(EXCERPTED RECORDS begins)

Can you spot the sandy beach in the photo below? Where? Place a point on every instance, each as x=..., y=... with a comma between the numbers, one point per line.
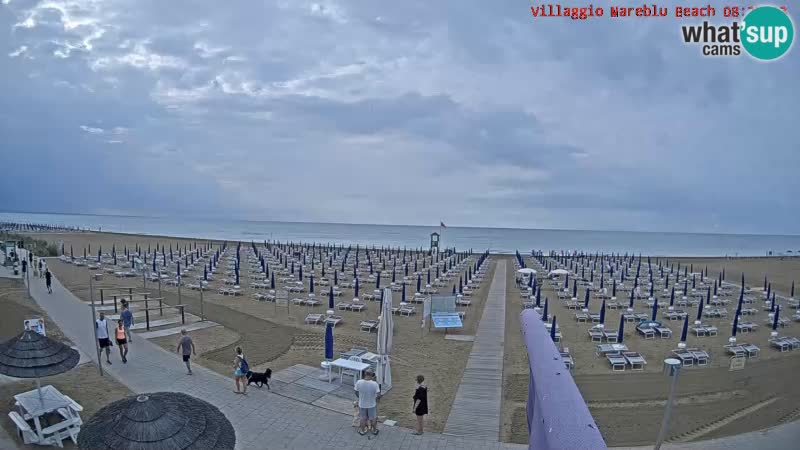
x=627, y=407
x=276, y=337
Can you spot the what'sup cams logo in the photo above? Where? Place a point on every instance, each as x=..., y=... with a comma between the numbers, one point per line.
x=766, y=33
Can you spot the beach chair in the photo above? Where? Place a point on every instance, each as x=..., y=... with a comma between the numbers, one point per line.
x=636, y=361
x=333, y=320
x=368, y=326
x=595, y=335
x=686, y=358
x=314, y=319
x=567, y=358
x=780, y=344
x=751, y=350
x=23, y=429
x=617, y=361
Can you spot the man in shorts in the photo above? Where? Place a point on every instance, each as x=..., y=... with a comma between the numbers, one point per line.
x=186, y=349
x=101, y=329
x=368, y=393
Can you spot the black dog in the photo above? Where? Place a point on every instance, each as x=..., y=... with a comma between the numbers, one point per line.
x=260, y=379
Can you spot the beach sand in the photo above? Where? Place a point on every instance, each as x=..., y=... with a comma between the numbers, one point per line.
x=83, y=383
x=628, y=406
x=274, y=338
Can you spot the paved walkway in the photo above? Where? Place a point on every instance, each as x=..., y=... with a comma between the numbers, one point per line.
x=258, y=418
x=476, y=408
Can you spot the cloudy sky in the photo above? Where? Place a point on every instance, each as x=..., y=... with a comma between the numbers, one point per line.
x=470, y=112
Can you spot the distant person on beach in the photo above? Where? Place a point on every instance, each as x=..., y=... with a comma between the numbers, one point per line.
x=48, y=279
x=420, y=408
x=122, y=341
x=101, y=328
x=127, y=320
x=186, y=349
x=240, y=370
x=368, y=392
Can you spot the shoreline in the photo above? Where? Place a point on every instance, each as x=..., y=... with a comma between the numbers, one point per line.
x=318, y=243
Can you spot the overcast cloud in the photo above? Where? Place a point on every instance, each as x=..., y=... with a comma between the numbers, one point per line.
x=468, y=111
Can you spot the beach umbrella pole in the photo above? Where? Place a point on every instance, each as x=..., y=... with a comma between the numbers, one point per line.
x=94, y=326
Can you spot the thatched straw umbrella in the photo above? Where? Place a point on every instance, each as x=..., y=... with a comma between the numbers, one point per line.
x=31, y=355
x=160, y=420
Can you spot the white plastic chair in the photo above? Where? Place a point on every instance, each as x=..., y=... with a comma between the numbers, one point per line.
x=350, y=373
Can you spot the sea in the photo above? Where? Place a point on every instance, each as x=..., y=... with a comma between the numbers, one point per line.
x=496, y=240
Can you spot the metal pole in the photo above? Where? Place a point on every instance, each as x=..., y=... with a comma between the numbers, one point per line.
x=668, y=412
x=94, y=325
x=202, y=314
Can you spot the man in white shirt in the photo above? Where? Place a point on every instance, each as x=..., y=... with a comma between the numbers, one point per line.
x=368, y=393
x=101, y=330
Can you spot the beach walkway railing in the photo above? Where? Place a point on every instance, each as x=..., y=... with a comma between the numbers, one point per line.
x=558, y=417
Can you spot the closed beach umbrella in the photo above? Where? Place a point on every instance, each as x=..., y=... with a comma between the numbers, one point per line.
x=385, y=337
x=685, y=328
x=655, y=309
x=775, y=319
x=31, y=355
x=603, y=313
x=156, y=421
x=329, y=338
x=700, y=310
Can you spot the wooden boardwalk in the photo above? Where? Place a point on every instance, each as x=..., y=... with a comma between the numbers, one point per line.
x=476, y=408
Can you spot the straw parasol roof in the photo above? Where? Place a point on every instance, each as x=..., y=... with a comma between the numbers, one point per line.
x=31, y=355
x=160, y=420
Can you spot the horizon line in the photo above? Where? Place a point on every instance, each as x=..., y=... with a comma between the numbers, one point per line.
x=138, y=216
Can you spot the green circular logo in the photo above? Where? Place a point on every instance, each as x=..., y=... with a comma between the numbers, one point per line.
x=767, y=33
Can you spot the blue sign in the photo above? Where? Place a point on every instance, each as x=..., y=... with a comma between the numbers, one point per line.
x=446, y=320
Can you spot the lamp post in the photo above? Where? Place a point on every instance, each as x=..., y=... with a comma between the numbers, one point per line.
x=672, y=367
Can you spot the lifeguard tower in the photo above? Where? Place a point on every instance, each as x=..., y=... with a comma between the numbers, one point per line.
x=434, y=242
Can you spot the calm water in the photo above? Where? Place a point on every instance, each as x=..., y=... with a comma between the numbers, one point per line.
x=498, y=240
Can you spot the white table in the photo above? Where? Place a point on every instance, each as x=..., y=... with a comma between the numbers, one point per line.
x=35, y=406
x=343, y=364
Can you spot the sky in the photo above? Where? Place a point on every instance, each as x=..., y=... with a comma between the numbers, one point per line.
x=470, y=112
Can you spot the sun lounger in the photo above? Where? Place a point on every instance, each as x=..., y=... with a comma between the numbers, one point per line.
x=617, y=361
x=333, y=320
x=636, y=361
x=751, y=350
x=685, y=357
x=368, y=326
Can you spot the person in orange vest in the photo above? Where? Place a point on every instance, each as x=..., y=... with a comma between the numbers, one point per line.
x=122, y=341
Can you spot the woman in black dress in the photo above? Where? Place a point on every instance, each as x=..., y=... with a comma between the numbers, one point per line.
x=420, y=403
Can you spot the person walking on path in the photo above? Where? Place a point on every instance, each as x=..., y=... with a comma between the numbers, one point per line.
x=127, y=320
x=240, y=370
x=186, y=349
x=420, y=408
x=48, y=279
x=122, y=341
x=368, y=392
x=101, y=328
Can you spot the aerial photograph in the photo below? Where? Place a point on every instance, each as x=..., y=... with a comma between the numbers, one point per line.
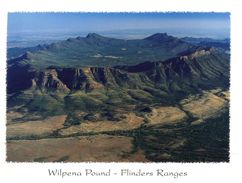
x=118, y=87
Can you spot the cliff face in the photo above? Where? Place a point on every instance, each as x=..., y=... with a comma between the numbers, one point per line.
x=201, y=69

(EXCERPTED RECORDS ends)

WHAT TO WORK ON: In your copy of the entries above, keep the text exact and leave out the pictures.

SOLVED EXERCISE:
Can you spot the sandy beach in the photo below? Where? Place a point on every instance, each as x=..., y=... with a comma between the numbers, one point per line.
x=627, y=407
x=276, y=337
Can you spot the what'sup cams logo in the photo above? Where? Place a point on every instance, each as x=..., y=... with a comma between the numbers, one point per line.
x=766, y=33
Can you spot the beach chair in the photo above? Where? Place a point on every instance, each as x=..., y=... with a comma between the numbers, one point per line.
x=636, y=361
x=333, y=320
x=368, y=326
x=595, y=335
x=686, y=358
x=314, y=319
x=567, y=358
x=780, y=344
x=751, y=350
x=23, y=429
x=617, y=361
Can you spot the man in shorts in the photo above? Where? Place a point on every instance, each as x=..., y=... with a comma between the numbers, one point per line.
x=186, y=349
x=101, y=329
x=368, y=393
Can you spot the black dog in the photo above? Where? Place a point on every instance, each as x=..., y=... with a comma between the numbers, one point per line.
x=260, y=379
Can you spot the beach sand in the photo above? Where? Place a point on every instance, each as x=..., y=... with a comma between the numbers, one point per line.
x=83, y=383
x=628, y=406
x=274, y=338
Can you spot the paved walkway in the photo above? Where? Place a point on every instance, each as x=..., y=... with a comma between the numbers, one point per line.
x=258, y=418
x=476, y=408
Can you spot the cloudy sky in the photo above? Where? Place a point on every instance, each as x=..., y=... with a comma between the numbers, one point per line.
x=470, y=112
Can you spot the distant person on beach in the photo above? Where? Place a point on every instance, each as x=..., y=... with a comma between the numbers, one point per line.
x=48, y=279
x=420, y=408
x=122, y=341
x=101, y=328
x=127, y=320
x=186, y=349
x=240, y=370
x=368, y=392
Can you spot the shoreline in the photo above? Where? Place a point on every instance, each as x=..., y=... with a comma between the numbers, one point per line.
x=318, y=243
Can you spot the overcast cloud in the photo above? Where? Place a point on every instance, each as x=..., y=... with a comma between the numbers, one point per line.
x=468, y=111
Can you spot the beach umbrella pole in the photo above? Where? Place a point on every instance, each as x=..., y=... with a comma between the numbers, one point per line.
x=94, y=326
Can you spot the thatched straw umbrella in the photo above? Where? Place a point on every instance, each as x=..., y=... with a comma between the numbers, one point per line.
x=31, y=355
x=160, y=420
Can you spot the white plastic chair in the photo above? Where? Place a point on every instance, each as x=..., y=... with a comma between the numbers, one point per line.
x=350, y=373
Can you spot the sea in the photo above? Where? Place a point on every instance, each as x=..., y=... with a comma between the numbers, one point per line.
x=496, y=240
Can you spot the metal pole in the photo above? Where? Place a point on every instance, each as x=..., y=... with a comma between the numbers, one point per line.
x=668, y=412
x=94, y=325
x=202, y=314
Can you spot the man in white shirt in the photo above? Where? Place a point on every instance, each as x=..., y=... with a comma between the numbers, one point per line.
x=368, y=393
x=101, y=330
Can you spot the beach walkway railing in the photo above? Where? Place a point on every instance, each as x=..., y=... with a comma between the numbers, one point per line.
x=558, y=417
Can you spot the closed beach umbrella in the photo above? Where? Place a point on every instance, each as x=..., y=... with a comma between the numbers, one point per line.
x=385, y=337
x=685, y=328
x=655, y=309
x=775, y=319
x=31, y=355
x=603, y=313
x=156, y=421
x=329, y=338
x=700, y=310
Can you spot the wooden boardwalk in the photo above? Where? Place a point on every instance, each as x=..., y=... with a comma between the numbers, one point per line.
x=476, y=408
Can you spot the straw parasol roof in the photo above? Where? Place a point on every instance, each as x=..., y=... with a comma between the numbers, one point per line.
x=31, y=355
x=160, y=420
Can you spot the horizon line in the photo above? Where? Place a point on every instance, each as x=..., y=... with a comma between the numbers, one point per line.
x=138, y=216
Can you spot the green circular logo in the photo above? Where? Place a point on every instance, each as x=..., y=... with a comma between the numbers, one point per line.
x=767, y=33
Can you spot the blue sign in the photo above? Where? Place a point on every instance, each as x=..., y=... with a comma between the numbers, one point per line.
x=446, y=320
Can you spot the lamp post in the photo above? Where? Place a point on every instance, each as x=..., y=... with a comma between the numbers, one point per line.
x=672, y=367
Can you spot the lifeguard tower in the photo above? Where? Place a point on every instance, each as x=..., y=... with a comma between the numbers, one point per line.
x=434, y=242
Can you spot the calm water in the photo above? Where? Place a point on every instance, each as x=..., y=... with a comma between the numbers, one point per line.
x=498, y=240
Can you spot the white table in the photo above? Where? Place a point on every instance, each as x=..., y=... with a comma between the numbers, one point per line.
x=35, y=406
x=343, y=364
Can you spot the sky in the photo above? Where? Place a point on every instance, each as x=..., y=... with a comma between the numbers, one point per line.
x=470, y=112
Can you spot the sun lounger in the photo above? Where? Place a point on every instance, each as x=..., y=... with a comma between the numbers, one point per line.
x=617, y=361
x=333, y=320
x=636, y=361
x=751, y=350
x=685, y=357
x=368, y=326
Can you spot the person in orange vest in the photo above? Where? Place a point on every instance, each as x=..., y=... with a comma between the numbers, one point per line.
x=122, y=341
Can you spot the woman in black dress in the photo above? Where? Place a point on every instance, each as x=..., y=... with a comma between the numbers, one point per line.
x=420, y=403
Can you spot the person walking on path in the photo above? Where? Place a point on every instance, each as x=..., y=... with a comma between the numbers, one point per line.
x=127, y=320
x=240, y=370
x=186, y=349
x=420, y=408
x=48, y=279
x=122, y=341
x=368, y=392
x=101, y=328
Can you spot the aerial photograph in the photo below? Where? Place a point on every instance, each as x=..., y=... with a comma between the numbers, one point per line.
x=118, y=87
Can you spot the cliff face in the photo above? Where? Place a point on every instance, each as x=..., y=... with a comma between the numbers, one point per line.
x=201, y=69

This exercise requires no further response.